### Task objective
Could the records below be restated word for word, without a single picture?

Segment Open

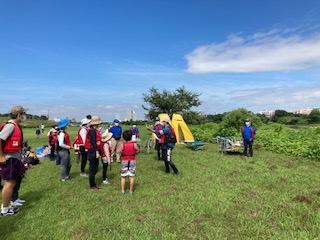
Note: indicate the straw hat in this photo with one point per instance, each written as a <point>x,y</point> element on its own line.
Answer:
<point>106,136</point>
<point>95,120</point>
<point>85,121</point>
<point>62,123</point>
<point>165,119</point>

Segment Closed

### Result of this task
Note: indicate the straw hat in this photo with one point per instance, each written as a <point>x,y</point> element on its own line.
Answer:
<point>106,136</point>
<point>95,120</point>
<point>85,121</point>
<point>62,123</point>
<point>165,119</point>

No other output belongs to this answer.